[Begin PASSAGE GIVEN]

From eeea0d2180fabeb0da01ee27db9fab8cda2824f5 Mon Sep 17 00:00:00 2001
From: peterjunpark <peter.park@amd.com>
Date: Fri, 3 Oct 2025 13:33:14 -0400
Subject: [PATCH 23/24] Fix heading levels in pages using embedded templates
 (#5468)

---
 .../inference/benchmark-docker/vllm.rst       | 16 ++++++++-----
 .../training/benchmark-docker/jax-maxtext.rst | 24 ++++++++++++++++++-
 .../benchmark-docker/primus-megatron.rst      | 15 ++++++++----
 .../benchmark-docker/primus-pytorch.rst       | 13 ++++++----
 4 files changed, 51 insertions(+), 17 deletions(-)

diff --git a/docs/how-to/rocm-for-ai/inference/benchmark-docker/vllm.rst b/docs/how-to/rocm-for-ai/inference/benchmark-docker/vllm.rst
index 70121c67f..38a5f8200 100644
--- a/docs/how-to/rocm-for-ai/inference/benchmark-docker/vllm.rst
+++ b/docs/how-to/rocm-for-ai/inference/benchmark-docker/vllm.rst
@@ -138,13 +138,12 @@ To test for optimal performance, consult the recommended :ref:`System health ben
 <rocm-for-ai-system-health-bench>`. This suite of tests will help you verify and fine-tune your
 system's configuration.
 
+Pull the Docker image
+=====================
+
 .. datatemplate:yaml:: /data/how-to/rocm-for-ai/inference/vllm-benchmark-models.yaml
 
    {% set docker = data.dockers[0] %}
-   {% set model_groups = data.model_groups %}
-
-   Pull the Docker image
-   =====================
 
    Download the `ROCm vLLM Docker image <{{ docker.docker_hub_url }}>`_.
    Use the following command to pull the Docker image from Docker Hub.
@@ -153,8 +152,13 @@ system's configuration.

[End PASSAGE GIVEN]
[Begin LISTED RECORDS]

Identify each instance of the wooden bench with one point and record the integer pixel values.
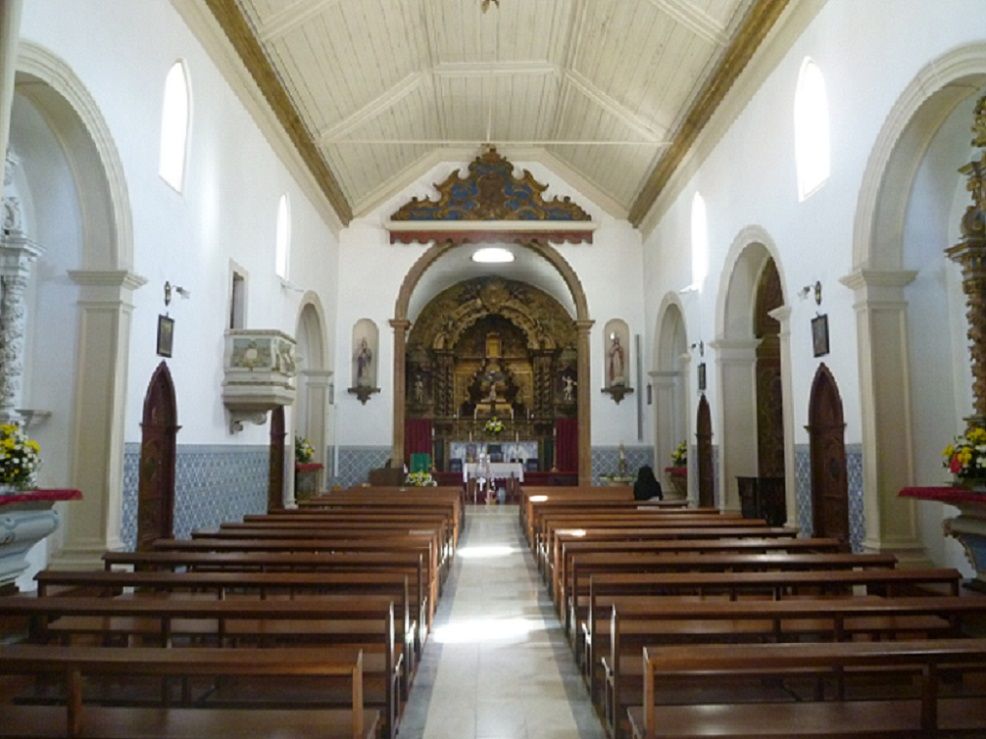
(223, 584)
(923, 712)
(409, 563)
(669, 621)
(415, 544)
(366, 622)
(77, 719)
(584, 566)
(567, 547)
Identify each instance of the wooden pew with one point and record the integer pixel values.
(366, 622)
(77, 719)
(568, 546)
(416, 544)
(410, 563)
(654, 620)
(583, 566)
(223, 584)
(923, 712)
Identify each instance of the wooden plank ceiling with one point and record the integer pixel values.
(608, 87)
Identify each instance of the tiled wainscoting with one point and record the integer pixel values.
(854, 468)
(355, 463)
(606, 460)
(213, 483)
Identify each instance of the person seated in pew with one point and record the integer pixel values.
(646, 485)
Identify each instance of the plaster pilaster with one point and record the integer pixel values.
(885, 411)
(584, 413)
(105, 310)
(401, 325)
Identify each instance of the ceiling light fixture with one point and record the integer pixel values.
(492, 255)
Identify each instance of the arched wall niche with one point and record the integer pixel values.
(881, 281)
(401, 323)
(104, 305)
(735, 349)
(670, 382)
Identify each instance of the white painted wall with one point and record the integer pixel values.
(226, 212)
(868, 52)
(372, 271)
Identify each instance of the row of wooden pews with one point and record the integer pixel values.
(698, 623)
(296, 623)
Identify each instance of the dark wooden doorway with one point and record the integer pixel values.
(156, 486)
(275, 480)
(829, 478)
(703, 437)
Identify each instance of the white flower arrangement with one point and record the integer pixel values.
(20, 456)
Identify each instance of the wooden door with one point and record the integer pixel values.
(156, 486)
(829, 478)
(703, 437)
(275, 479)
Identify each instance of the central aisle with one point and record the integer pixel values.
(497, 665)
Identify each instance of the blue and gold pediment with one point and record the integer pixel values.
(491, 192)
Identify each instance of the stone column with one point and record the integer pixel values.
(783, 316)
(97, 435)
(736, 365)
(885, 412)
(401, 325)
(585, 410)
(316, 388)
(10, 25)
(17, 254)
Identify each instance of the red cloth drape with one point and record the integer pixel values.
(567, 444)
(417, 436)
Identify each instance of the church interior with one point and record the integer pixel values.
(466, 261)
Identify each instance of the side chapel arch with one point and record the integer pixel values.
(878, 281)
(106, 284)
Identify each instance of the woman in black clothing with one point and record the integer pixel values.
(647, 486)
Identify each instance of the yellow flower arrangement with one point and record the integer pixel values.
(965, 457)
(20, 456)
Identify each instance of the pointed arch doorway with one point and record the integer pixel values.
(703, 438)
(156, 487)
(829, 478)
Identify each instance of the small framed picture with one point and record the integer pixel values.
(820, 335)
(165, 335)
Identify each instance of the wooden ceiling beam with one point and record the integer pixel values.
(759, 19)
(240, 35)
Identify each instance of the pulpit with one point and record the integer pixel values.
(969, 527)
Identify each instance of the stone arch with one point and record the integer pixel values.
(401, 323)
(670, 379)
(735, 347)
(106, 284)
(879, 280)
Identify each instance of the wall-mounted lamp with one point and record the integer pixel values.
(168, 288)
(817, 288)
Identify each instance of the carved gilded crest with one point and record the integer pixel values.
(490, 192)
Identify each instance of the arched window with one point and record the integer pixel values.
(174, 126)
(811, 130)
(282, 248)
(700, 241)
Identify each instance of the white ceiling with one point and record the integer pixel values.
(599, 84)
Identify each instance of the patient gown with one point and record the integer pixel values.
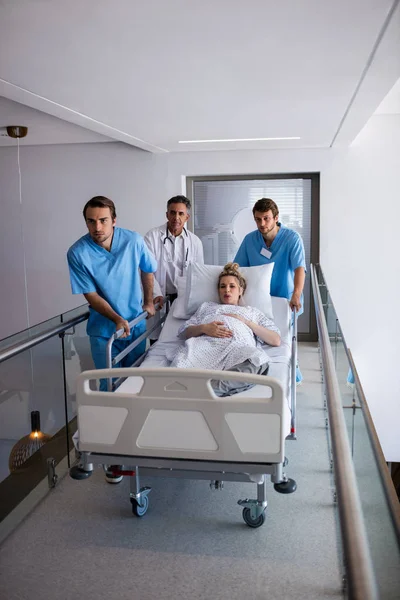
(205, 352)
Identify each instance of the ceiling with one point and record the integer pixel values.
(42, 128)
(390, 105)
(153, 73)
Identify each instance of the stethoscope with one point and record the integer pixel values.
(168, 238)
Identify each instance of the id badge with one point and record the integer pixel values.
(265, 252)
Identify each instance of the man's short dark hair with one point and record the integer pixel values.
(264, 205)
(100, 202)
(180, 200)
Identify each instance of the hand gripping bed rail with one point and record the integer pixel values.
(176, 415)
(110, 362)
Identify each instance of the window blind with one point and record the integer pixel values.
(223, 216)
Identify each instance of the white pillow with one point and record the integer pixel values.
(179, 307)
(202, 281)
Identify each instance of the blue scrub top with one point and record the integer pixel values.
(287, 252)
(113, 275)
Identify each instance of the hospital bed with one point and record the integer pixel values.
(167, 422)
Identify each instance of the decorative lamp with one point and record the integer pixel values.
(29, 444)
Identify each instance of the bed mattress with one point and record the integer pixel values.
(279, 365)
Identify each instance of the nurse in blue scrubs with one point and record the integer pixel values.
(109, 266)
(273, 242)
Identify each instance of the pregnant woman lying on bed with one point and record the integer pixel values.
(226, 336)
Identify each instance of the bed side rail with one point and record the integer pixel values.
(110, 362)
(175, 414)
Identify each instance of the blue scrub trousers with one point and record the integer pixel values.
(98, 347)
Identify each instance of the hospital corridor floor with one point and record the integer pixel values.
(82, 541)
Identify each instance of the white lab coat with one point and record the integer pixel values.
(193, 250)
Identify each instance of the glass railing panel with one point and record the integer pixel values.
(30, 381)
(27, 334)
(381, 533)
(77, 358)
(383, 542)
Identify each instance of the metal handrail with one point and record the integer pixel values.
(293, 422)
(386, 480)
(360, 575)
(387, 483)
(12, 351)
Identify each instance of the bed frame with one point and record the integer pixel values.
(175, 426)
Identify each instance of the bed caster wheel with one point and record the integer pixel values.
(248, 519)
(286, 487)
(140, 511)
(77, 472)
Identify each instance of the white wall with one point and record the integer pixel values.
(56, 183)
(360, 214)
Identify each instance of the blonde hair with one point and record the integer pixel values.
(232, 269)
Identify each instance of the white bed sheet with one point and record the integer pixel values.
(280, 356)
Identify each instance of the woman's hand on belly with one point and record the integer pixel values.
(216, 329)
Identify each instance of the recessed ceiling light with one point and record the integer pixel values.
(236, 140)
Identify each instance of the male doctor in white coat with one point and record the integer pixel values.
(174, 248)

[End LISTED RECORDS]

_PROBLEM_
Revise the patch by writing out everything from "From eeea0d2180fabeb0da01ee27db9fab8cda2824f5 Mon" down to "insertions(+), 17 deletions(-)", putting "included templates" in place of "embedded templates". The material can be set aside.

_ANSWER FOR THIS EXERCISE_
From eeea0d2180fabeb0da01ee27db9fab8cda2824f5 Mon Sep 17 00:00:00 2001
From: peterjunpark <peter.park@amd.com>
Date: Fri, 3 Oct 2025 13:33:14 -0400
Subject: [PATCH 23/24] Fix heading levels in pages using included templates
 (#5468)

---
 .../inference/benchmark-docker/vllm.rst       | 16 ++++++++-----
 .../training/benchmark-docker/jax-maxtext.rst | 24 ++++++++++++++++++-
 .../benchmark-docker/primus-megatron.rst      | 15 ++++++++----
 .../benchmark-docker/primus-pytorch.rst       | 13 ++++++----
 4 files changed, 51 insertions(+), 17 deletions(-)